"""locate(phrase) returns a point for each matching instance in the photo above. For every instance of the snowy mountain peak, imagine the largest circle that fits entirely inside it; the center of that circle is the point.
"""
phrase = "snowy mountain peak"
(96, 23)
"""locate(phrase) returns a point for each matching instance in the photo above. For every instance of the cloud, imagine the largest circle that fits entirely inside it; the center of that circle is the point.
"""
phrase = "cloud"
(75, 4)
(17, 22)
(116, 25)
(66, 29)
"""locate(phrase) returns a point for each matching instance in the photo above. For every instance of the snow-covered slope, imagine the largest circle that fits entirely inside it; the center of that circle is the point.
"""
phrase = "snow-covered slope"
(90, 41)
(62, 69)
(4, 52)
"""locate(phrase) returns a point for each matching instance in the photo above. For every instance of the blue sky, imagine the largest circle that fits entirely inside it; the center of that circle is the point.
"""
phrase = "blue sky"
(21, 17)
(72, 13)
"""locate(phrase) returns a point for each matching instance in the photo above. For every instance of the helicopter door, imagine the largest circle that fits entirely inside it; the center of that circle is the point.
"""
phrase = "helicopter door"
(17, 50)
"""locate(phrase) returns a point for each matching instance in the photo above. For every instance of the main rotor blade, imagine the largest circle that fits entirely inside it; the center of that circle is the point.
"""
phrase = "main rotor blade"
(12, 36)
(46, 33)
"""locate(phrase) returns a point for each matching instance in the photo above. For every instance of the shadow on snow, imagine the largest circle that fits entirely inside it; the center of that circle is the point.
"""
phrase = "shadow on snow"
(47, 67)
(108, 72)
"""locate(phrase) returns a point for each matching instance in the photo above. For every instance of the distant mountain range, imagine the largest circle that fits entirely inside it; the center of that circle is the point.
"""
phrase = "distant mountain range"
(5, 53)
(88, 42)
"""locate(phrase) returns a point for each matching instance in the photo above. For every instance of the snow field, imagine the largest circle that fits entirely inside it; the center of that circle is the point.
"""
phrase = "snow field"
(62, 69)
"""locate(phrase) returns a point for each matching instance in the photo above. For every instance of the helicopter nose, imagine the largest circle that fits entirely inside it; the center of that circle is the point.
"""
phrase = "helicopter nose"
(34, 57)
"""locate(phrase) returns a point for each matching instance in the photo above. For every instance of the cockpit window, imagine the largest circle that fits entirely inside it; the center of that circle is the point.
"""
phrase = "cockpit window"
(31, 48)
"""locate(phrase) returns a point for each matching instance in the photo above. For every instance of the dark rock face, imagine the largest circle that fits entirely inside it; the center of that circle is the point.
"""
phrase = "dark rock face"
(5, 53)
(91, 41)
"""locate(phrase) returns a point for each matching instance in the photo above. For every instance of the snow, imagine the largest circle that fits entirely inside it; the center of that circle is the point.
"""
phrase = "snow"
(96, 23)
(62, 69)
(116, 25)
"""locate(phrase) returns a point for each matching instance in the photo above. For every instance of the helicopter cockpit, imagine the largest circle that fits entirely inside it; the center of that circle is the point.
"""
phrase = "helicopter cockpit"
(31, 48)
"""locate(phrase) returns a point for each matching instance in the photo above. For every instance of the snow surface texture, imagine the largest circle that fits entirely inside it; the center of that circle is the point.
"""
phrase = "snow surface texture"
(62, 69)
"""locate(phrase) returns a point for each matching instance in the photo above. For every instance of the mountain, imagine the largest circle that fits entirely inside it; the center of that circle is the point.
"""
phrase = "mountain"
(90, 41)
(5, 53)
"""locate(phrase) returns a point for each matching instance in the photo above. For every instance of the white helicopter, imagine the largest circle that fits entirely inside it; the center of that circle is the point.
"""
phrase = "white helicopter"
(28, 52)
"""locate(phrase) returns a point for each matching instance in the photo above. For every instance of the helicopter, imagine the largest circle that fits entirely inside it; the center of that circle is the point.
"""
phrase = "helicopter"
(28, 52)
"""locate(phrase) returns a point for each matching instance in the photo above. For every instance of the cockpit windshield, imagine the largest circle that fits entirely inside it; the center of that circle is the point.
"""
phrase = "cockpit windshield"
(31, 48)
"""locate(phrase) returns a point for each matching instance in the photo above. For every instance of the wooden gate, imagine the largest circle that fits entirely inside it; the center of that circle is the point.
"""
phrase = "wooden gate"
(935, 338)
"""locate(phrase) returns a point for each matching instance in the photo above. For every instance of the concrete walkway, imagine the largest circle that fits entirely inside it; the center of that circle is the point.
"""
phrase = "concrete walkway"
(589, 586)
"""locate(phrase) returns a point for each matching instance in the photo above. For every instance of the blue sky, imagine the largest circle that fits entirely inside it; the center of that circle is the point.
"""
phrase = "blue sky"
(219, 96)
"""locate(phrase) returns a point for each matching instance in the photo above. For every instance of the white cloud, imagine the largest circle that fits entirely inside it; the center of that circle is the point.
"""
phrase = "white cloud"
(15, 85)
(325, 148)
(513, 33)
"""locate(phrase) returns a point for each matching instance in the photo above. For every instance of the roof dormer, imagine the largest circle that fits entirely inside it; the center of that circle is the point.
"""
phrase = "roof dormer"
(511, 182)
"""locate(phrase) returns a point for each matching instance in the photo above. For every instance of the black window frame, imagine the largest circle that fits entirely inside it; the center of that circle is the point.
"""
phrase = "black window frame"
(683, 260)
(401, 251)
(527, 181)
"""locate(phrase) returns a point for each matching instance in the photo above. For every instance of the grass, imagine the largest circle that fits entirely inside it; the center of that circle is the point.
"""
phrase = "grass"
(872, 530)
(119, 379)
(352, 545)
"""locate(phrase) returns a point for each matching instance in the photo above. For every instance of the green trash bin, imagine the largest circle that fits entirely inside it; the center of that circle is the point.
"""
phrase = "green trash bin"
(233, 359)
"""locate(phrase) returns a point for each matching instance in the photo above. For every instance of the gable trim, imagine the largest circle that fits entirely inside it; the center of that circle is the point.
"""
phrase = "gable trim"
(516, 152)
——
* _What needs to be done_:
Could you output all of the records above exactly as given?

* _Answer to the problem_:
"""locate(phrase) returns a point for each matching instance in the photo above. For every instance of the snowy mountain peak, imagine the largest circle that fits entirely inside it; the center of that circle is the point.
"""
phrase = "snowy mountain peak"
(96, 23)
"""locate(phrase) returns a point for each matching instance in the photo above. For every instance of the cloud, imagine the largest circle that fits entirely inside it; the center of that circle is the point.
"""
phrase = "cloud"
(75, 4)
(17, 22)
(116, 25)
(66, 29)
"""locate(phrase) returns a point for each matching instance in the photo above. For every instance of the snow-covered slope, imagine the largest circle that fits entirely inside it; the center of that circle is the point.
"""
phrase = "snow-covered slope"
(90, 41)
(62, 69)
(4, 52)
"""locate(phrase) returns a point for each matching instance in the photo above. For every instance of the blue sky, imagine the largest circle that fits entirely inside it; the center of that circle is the point.
"""
phrase = "blue sky"
(21, 17)
(72, 13)
"""locate(phrase) returns a point for each matching instance in the photo above. For every instance of the helicopter door, imagine the largest circle that fits entirely inside it; the center of that circle is the point.
"""
phrase = "helicopter door"
(17, 50)
"""locate(phrase) returns a point for each matching instance in the photo above. For every instance of the main rotor blade, imagine the largest circle that fits entirely inside it; the center of that circle is the point.
"""
phrase = "main rotor blade"
(12, 36)
(46, 33)
"""locate(phrase) returns a point for each matching instance in the photo above. For every instance of the shadow on snow, imagine the largest circle that fits entirely inside it; the center of that circle is the point.
"""
phrase = "shadow on snow"
(47, 67)
(108, 72)
"""locate(phrase) returns a point for each matching instance in the photo above. For every instance of the distant mountain range, imagine the largest circle that fits entirely inside it; the center of that circle is the point.
"""
phrase = "distant mountain range"
(5, 53)
(88, 42)
"""locate(phrase) returns a point for each matching instance in the photo above. For every instance of the snow field, imagine the largest circle that fits entirely inside it; the center of that circle is the point.
"""
phrase = "snow field"
(62, 69)
"""locate(phrase) returns a point for each matching instance in the photo above. For every instance of the helicopter nose, imagine the largest circle that fits entirely inside it; the center of that circle is the point.
"""
phrase = "helicopter nose"
(34, 57)
"""locate(phrase) returns a point for each matching instance in the photo above. For every instance of the cockpit window, imagine the largest circle that fits entirely inside it; the center of that circle is the point.
"""
phrase = "cockpit window"
(31, 48)
"""locate(phrase) returns a point for each matching instance in the photo above. For every instance of the dark rock face, imagine the largest circle that fits entirely inside it; the center of that circle is the point.
"""
phrase = "dark rock face"
(5, 53)
(91, 41)
"""locate(phrase) returns a point for each matching instance in the photo above. For every instance of the snow, imagine the largest circle that fits entirely inside it; the center of that circle is the point.
"""
phrase = "snow"
(96, 23)
(62, 69)
(116, 25)
"""locate(phrase) returns a point for each matching instance in the photo above. For every instance of the helicopter cockpit, imagine the largest circle that fits entirely inside it; the center of that circle is the point.
"""
phrase = "helicopter cockpit"
(31, 48)
"""locate(phrase) returns a point for each matching instance in the photo above. For every instance of the snow surface texture, imagine the largest circle that fits entirely inside it; the center of that circle is the point.
"""
phrase = "snow surface texture"
(62, 69)
"""locate(phrase) returns a point for each matching instance in the photo above. For every instance of the mountain, imagine the largest circle that fits entirely inside it; the center of that circle is the point.
"""
phrase = "mountain"
(90, 41)
(5, 53)
"""locate(phrase) returns a point for each matching instance in the photo above. For every instance of the white helicopter, imagine the largest circle that fits entirely inside it; the center of that circle is the point.
"""
phrase = "white helicopter"
(28, 52)
"""locate(phrase) returns a point for each matching instance in the photo above. For every instance of the helicopter, imagine the largest circle that fits entirely inside it; the center of that circle is the point.
"""
phrase = "helicopter"
(28, 52)
"""locate(phrase) returns a point for each matching instance in the photo above. For every instance of the cockpit windshield, imagine the largest circle that fits entirely inside it; the center of that circle is the point.
"""
phrase = "cockpit windshield"
(31, 48)
"""locate(phrase) returns a point for each matching instance in the photo above. For every instance of the wooden gate, imagine the largest circle that fits entirely inside it; the center of that circle is the point.
"""
phrase = "wooden gate"
(935, 338)
"""locate(phrase) returns a point for each matching instance in the photo above. For every instance of the concrete walkway, imagine the largest circle that fits entirely inside it; the center of that circle is the point.
"""
phrase = "concrete walkway"
(589, 586)
"""locate(phrase) returns a point for each matching instance in the photo above. For every instance of the blue sky, imagine the largest circle that fits entirely inside it; the center of that circle is the point.
"""
phrase = "blue sky"
(219, 96)
"""locate(phrase) returns a point for each matching instance in the photo above. For every instance of the white cloud, imagine the largest circle that fits entirely inside it; the center of that circle is the point.
"""
phrase = "white cloud"
(15, 85)
(325, 148)
(513, 33)
"""locate(phrase) returns a point for each matching instance in the photo above. For every instance of the roof dormer, imagine the largest circle that fits entirely inside it; the center of that circle is the point.
"""
phrase = "roof dormer"
(511, 182)
"""locate(phrase) returns a point for each matching instance in the photo above. For every instance of the black window frame, imagine the largest circle that fits entirely inside it; the center of that circle is the point.
"""
phrase = "black window frame"
(683, 260)
(401, 251)
(527, 181)
"""locate(phrase) returns a point for each matching instance in the photo above. For every instance of the grass, imagine the largest circle that fits entirely inside it; the center of that circle is the point.
"""
phrase = "grass"
(872, 530)
(119, 379)
(352, 545)
"""locate(phrase) returns a point for each matching instance in the photo above. For every instance of the green trash bin, imagine the largest circle that fits entirely inside it; the center of that circle is the point.
"""
phrase = "green trash bin"
(233, 359)
"""locate(phrase) returns a point for each matching instance in the photo above. For every instance of the gable trim, imagine the largest circle that fits entirely inside it; the center of that circle is the point.
"""
phrase = "gable trim"
(516, 152)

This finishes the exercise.